YOUR GOAL: Rewrite the entries from the start through the line that contains "[[645, 445]]", keeping the requests and adding 87 to every point coordinate in the answers. Leave out the pictures.

— BEGIN SOURCE RECORDS —

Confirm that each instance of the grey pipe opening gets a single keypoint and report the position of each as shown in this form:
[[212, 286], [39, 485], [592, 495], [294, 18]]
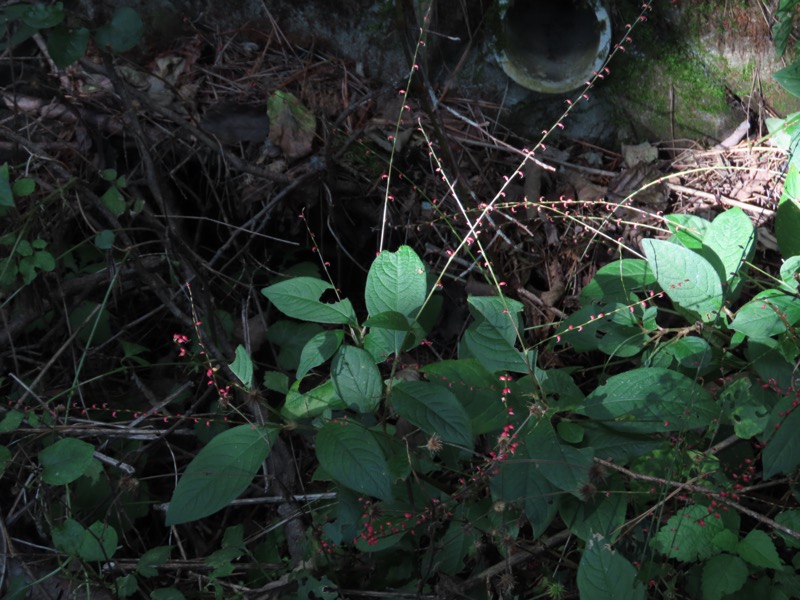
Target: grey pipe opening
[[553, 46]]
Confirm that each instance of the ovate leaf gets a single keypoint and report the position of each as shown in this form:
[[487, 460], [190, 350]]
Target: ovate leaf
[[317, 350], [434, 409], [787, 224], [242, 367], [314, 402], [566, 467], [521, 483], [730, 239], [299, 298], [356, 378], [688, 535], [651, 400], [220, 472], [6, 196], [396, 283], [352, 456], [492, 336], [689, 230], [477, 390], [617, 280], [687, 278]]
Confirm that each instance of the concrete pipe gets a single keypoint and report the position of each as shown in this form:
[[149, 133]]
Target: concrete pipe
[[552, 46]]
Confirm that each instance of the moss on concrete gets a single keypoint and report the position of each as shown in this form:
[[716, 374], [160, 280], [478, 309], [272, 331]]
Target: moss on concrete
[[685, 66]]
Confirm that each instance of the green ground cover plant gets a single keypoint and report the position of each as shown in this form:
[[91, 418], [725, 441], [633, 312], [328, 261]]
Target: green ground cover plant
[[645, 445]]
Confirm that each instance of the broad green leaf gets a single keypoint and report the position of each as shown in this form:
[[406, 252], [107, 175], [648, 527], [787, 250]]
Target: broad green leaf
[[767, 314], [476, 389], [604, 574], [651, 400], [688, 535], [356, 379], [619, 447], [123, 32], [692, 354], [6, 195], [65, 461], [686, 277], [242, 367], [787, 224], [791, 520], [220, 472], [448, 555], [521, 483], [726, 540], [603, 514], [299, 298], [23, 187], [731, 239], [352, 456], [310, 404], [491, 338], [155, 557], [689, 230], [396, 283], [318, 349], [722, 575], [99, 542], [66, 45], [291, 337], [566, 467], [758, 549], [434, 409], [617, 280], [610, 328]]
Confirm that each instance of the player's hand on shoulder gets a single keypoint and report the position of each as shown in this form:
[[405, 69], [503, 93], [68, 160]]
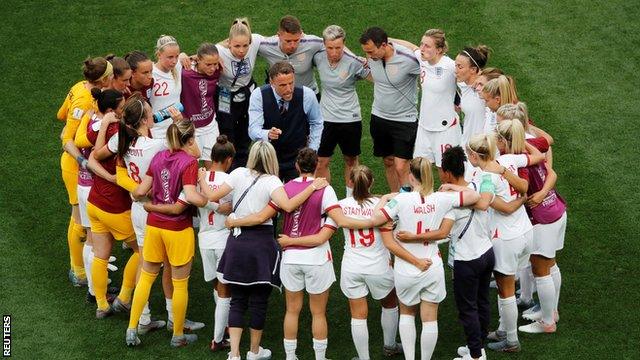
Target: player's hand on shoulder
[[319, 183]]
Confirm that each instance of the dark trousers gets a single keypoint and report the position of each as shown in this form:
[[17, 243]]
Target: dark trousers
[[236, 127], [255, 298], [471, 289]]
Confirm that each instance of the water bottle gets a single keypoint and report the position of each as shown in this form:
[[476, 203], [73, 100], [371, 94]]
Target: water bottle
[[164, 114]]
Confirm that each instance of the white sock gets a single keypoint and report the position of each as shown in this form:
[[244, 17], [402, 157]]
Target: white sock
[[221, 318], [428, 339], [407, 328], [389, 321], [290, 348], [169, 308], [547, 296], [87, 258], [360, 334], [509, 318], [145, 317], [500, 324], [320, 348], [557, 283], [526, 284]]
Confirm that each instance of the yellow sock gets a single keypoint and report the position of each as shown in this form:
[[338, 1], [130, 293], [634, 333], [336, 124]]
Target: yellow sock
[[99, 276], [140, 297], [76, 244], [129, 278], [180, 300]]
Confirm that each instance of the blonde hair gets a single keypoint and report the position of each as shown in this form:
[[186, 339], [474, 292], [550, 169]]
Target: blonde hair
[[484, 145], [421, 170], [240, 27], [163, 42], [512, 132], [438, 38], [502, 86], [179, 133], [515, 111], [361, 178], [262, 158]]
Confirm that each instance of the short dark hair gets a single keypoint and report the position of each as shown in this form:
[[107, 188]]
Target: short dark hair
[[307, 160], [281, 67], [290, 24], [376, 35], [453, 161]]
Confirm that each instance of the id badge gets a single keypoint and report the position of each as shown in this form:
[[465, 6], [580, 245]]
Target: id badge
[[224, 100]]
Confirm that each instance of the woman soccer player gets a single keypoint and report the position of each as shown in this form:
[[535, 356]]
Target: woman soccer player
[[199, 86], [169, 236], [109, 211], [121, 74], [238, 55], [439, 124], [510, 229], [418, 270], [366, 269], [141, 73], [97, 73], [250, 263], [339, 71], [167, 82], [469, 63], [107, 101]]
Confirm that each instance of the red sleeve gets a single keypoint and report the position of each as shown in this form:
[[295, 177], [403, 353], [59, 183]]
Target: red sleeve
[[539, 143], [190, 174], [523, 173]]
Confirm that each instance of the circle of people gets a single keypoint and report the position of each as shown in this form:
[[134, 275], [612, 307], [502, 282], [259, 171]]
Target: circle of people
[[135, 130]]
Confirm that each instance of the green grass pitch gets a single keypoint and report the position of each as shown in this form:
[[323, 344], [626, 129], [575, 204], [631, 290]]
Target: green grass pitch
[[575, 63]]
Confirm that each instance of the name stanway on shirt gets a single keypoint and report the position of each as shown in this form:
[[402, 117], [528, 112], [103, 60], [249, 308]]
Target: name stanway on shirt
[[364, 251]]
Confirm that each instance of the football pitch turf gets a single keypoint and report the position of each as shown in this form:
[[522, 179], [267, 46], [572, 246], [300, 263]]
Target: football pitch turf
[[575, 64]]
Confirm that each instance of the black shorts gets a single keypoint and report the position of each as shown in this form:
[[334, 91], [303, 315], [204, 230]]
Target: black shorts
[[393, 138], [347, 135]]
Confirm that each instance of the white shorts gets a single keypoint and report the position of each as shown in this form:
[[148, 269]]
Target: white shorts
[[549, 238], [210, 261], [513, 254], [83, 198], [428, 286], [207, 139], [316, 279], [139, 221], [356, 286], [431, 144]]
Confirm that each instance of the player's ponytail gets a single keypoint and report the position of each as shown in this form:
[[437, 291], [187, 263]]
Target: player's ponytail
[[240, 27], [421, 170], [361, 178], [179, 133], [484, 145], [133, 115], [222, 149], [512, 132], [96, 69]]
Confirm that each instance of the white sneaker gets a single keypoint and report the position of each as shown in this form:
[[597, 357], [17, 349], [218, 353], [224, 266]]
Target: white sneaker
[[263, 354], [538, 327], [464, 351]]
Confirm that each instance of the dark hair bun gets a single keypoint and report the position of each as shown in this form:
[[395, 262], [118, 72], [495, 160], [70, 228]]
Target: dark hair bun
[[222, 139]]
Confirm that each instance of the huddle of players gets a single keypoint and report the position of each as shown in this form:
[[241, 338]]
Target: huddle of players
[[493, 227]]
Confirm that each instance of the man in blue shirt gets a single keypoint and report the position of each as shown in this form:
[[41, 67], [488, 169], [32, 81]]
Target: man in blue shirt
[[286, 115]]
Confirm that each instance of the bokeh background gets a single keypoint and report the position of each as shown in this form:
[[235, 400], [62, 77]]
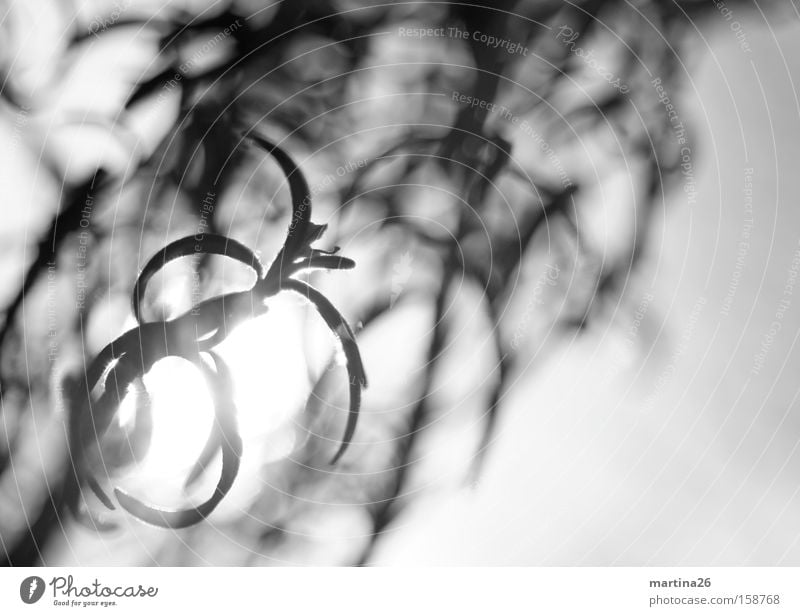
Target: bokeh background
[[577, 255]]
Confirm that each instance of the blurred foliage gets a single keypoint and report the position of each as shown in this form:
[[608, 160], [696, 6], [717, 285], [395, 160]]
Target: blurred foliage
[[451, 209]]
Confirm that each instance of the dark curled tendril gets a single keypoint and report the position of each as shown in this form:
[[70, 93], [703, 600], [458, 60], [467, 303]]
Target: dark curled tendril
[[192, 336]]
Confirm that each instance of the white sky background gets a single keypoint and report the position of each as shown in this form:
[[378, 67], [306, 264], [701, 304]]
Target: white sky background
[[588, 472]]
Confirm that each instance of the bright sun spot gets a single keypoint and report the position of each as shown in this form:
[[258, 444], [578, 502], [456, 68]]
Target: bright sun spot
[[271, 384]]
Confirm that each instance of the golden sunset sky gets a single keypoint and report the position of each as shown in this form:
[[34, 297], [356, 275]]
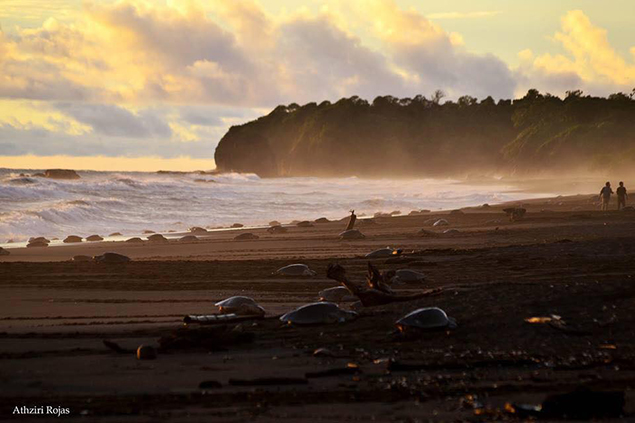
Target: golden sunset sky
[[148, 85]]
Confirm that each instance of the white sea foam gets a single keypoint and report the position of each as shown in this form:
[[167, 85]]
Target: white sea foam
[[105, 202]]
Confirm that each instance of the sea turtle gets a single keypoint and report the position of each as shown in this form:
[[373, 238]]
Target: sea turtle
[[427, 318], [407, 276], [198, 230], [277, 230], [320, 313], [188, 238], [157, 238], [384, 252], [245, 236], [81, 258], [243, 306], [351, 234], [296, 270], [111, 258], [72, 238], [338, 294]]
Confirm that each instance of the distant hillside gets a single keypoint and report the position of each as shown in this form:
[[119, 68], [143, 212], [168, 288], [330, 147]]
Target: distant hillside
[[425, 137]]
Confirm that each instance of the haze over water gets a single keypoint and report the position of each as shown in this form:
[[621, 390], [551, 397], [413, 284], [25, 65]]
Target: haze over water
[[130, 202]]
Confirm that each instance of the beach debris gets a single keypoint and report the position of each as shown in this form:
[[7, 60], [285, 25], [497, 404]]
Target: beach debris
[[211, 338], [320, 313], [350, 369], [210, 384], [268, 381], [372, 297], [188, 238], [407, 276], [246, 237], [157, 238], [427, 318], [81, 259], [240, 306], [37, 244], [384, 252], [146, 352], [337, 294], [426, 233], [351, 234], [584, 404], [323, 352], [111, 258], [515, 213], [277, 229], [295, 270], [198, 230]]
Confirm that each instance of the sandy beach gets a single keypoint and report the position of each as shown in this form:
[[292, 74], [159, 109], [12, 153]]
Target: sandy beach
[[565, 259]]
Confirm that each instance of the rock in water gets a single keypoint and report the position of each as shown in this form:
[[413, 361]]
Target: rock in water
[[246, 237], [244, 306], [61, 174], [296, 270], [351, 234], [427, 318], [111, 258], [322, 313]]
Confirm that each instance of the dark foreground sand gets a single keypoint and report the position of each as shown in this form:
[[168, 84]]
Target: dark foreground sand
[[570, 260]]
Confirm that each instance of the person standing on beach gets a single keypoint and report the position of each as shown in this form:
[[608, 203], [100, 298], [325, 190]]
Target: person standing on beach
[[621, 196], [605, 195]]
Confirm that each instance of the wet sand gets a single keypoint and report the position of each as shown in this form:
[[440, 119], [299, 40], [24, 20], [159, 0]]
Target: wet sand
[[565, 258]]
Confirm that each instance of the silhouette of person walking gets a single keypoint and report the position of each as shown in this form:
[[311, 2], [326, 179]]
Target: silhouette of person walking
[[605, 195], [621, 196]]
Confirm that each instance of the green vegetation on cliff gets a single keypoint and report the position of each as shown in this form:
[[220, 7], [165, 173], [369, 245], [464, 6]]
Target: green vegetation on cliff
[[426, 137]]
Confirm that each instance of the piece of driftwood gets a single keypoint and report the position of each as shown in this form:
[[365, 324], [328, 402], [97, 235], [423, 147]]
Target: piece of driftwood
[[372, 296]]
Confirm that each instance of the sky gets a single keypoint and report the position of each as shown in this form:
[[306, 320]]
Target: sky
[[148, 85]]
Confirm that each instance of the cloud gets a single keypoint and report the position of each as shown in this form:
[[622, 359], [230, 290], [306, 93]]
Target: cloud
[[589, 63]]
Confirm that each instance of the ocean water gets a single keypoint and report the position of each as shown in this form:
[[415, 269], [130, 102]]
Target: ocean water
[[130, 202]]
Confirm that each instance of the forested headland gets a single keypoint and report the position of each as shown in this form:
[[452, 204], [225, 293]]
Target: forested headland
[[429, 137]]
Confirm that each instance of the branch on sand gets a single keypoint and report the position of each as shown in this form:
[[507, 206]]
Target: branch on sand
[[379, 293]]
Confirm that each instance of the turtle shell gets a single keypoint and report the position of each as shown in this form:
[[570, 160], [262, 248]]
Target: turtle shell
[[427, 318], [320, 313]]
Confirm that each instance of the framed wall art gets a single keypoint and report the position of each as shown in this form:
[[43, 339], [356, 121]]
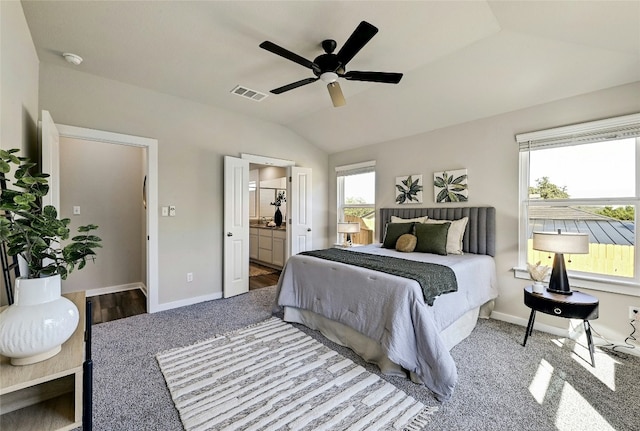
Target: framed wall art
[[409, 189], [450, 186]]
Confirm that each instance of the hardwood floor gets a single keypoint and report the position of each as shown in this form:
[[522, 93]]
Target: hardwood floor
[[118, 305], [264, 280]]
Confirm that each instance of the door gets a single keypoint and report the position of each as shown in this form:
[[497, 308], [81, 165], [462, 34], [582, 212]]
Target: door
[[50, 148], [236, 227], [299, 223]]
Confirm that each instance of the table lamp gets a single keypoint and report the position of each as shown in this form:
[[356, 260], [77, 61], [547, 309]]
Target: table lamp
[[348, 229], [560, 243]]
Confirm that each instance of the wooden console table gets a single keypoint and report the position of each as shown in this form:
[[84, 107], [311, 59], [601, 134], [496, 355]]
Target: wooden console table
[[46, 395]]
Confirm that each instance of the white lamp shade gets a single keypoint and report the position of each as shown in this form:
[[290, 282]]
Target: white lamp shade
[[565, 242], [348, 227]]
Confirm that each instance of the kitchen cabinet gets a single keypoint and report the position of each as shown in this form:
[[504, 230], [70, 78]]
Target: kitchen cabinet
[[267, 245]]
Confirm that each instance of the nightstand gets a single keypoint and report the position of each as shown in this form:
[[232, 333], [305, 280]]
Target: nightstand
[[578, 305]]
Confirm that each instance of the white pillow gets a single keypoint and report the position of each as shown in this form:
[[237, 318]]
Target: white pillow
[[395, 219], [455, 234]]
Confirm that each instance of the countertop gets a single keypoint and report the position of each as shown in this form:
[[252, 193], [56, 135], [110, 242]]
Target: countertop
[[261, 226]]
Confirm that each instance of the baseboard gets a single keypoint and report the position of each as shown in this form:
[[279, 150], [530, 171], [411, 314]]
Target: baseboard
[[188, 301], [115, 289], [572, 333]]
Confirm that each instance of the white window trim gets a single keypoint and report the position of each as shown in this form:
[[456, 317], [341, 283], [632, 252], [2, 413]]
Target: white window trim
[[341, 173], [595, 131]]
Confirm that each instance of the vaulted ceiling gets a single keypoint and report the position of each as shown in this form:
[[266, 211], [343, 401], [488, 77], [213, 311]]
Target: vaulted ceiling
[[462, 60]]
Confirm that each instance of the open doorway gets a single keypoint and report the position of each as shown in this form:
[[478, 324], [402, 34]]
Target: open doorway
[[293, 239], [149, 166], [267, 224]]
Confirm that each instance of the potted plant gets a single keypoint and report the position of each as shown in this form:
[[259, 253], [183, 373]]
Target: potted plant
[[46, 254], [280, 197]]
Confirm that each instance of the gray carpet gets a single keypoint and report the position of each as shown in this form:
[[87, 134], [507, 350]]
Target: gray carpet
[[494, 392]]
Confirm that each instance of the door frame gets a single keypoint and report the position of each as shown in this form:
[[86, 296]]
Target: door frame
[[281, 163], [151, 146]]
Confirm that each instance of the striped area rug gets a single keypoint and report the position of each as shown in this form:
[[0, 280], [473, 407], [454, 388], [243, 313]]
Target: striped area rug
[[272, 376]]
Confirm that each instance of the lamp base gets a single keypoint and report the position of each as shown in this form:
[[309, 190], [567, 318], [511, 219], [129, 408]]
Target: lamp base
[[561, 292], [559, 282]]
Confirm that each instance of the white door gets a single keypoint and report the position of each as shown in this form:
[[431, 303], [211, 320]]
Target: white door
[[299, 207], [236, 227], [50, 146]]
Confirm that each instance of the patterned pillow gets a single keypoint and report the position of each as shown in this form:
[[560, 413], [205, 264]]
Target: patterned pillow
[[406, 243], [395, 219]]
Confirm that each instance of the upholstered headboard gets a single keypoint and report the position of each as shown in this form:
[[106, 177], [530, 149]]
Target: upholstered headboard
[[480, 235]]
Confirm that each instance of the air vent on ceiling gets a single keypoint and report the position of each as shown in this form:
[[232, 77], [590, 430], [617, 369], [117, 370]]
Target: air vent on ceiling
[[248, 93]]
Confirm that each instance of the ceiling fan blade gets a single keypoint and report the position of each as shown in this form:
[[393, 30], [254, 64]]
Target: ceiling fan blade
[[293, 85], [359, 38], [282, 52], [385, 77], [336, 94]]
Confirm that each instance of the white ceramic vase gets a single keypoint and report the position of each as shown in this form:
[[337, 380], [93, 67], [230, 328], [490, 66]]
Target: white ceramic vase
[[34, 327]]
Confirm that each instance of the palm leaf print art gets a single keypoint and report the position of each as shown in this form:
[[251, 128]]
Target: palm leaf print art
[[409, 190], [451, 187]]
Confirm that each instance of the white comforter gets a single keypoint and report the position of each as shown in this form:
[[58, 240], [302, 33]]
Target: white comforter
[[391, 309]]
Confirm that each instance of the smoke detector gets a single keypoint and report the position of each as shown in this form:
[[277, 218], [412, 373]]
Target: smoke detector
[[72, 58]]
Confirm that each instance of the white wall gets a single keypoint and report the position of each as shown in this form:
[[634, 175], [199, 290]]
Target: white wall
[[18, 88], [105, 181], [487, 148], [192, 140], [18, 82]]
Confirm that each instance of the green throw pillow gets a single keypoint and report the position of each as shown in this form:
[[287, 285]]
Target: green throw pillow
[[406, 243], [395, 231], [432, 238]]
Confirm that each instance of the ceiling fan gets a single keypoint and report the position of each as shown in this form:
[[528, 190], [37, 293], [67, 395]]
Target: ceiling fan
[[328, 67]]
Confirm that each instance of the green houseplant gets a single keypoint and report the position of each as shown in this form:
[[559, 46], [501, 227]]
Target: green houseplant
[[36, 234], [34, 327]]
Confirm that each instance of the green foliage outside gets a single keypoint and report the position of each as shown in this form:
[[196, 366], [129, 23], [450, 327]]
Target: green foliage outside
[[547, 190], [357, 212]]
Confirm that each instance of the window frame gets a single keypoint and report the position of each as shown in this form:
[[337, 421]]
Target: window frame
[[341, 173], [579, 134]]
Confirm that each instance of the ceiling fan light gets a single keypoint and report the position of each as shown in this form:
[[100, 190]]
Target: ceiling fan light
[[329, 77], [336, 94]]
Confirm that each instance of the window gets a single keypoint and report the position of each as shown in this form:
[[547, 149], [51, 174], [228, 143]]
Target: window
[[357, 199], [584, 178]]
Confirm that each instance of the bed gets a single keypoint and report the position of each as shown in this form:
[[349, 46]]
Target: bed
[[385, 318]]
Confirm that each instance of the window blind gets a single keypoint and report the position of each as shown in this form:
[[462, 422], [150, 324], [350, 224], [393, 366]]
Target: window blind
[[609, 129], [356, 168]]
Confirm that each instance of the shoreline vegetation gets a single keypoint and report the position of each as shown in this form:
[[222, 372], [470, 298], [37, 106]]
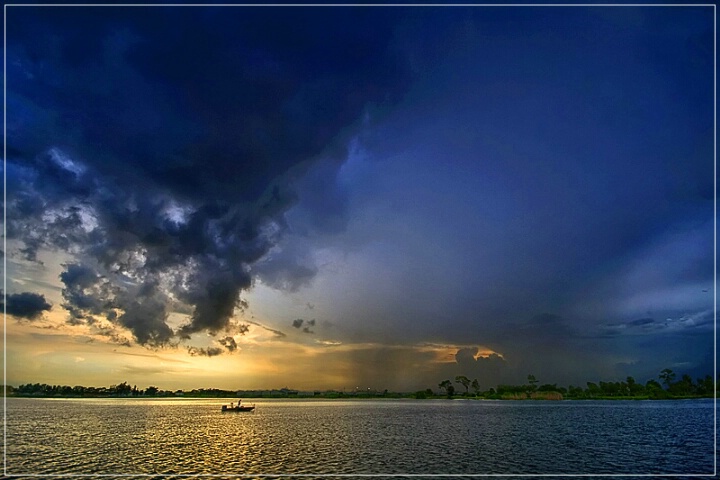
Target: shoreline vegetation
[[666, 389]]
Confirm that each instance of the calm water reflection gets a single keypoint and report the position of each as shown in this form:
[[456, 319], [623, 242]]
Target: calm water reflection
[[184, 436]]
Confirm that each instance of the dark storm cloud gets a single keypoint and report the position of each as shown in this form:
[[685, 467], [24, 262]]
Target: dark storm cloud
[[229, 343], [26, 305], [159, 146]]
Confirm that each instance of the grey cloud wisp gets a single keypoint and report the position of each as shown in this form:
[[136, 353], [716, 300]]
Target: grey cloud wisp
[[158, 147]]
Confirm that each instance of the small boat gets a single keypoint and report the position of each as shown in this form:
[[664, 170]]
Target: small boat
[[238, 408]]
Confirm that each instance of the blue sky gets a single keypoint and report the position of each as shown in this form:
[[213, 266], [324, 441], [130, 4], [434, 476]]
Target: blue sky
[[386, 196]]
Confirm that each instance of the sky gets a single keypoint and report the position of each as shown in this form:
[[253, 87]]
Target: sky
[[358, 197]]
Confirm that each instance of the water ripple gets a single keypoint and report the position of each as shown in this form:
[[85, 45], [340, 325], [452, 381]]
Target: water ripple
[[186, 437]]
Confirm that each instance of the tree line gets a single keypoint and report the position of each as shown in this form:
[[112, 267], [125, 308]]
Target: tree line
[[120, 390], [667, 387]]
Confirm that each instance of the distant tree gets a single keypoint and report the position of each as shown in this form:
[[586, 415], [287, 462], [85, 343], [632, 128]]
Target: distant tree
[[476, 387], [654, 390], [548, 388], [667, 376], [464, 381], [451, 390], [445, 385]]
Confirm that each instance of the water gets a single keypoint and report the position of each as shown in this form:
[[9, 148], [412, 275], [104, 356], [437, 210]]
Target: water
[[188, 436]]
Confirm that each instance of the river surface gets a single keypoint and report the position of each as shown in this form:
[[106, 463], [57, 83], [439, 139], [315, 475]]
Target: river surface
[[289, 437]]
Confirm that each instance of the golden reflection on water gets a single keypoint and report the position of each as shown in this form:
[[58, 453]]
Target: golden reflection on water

— END SOURCE RECORDS —

CORRECT RESULT:
Confirm that each instance of the grey pipe opening gets a single keypoint and report the position of each as shown in this form:
[[212, 286], [39, 485], [592, 495], [294, 18]]
Target: grey pipe opening
[[640, 133]]
Confirm that each instance of the ovate leaf gets a single keypoint and report the position of each as shown in this form:
[[487, 460], [190, 350]]
Target: ovate leaf
[[404, 437], [521, 496], [874, 311], [329, 454], [401, 489], [653, 554], [608, 570], [817, 326], [386, 385], [443, 465], [775, 622], [738, 487], [307, 559], [93, 283], [483, 370], [439, 543], [579, 423], [776, 317], [564, 477], [704, 367], [774, 365]]
Confirm that each instance of the concrete pipe gets a single keypoint and report the position of each as shown in this form:
[[149, 133]]
Target: concrete pipe
[[639, 133]]
Confirm that each instance of the moss on concrete gets a single keypoint and report the position of each as shown in this form:
[[716, 374], [160, 280], [478, 309], [272, 331]]
Target: moss on concrete
[[772, 153]]
Confirm that each instance of the green ground cover plant gets a single keypoint and report the position of each as shown in this form:
[[91, 418], [725, 441], [633, 312], [328, 261]]
Target: green ground cover plant
[[732, 532]]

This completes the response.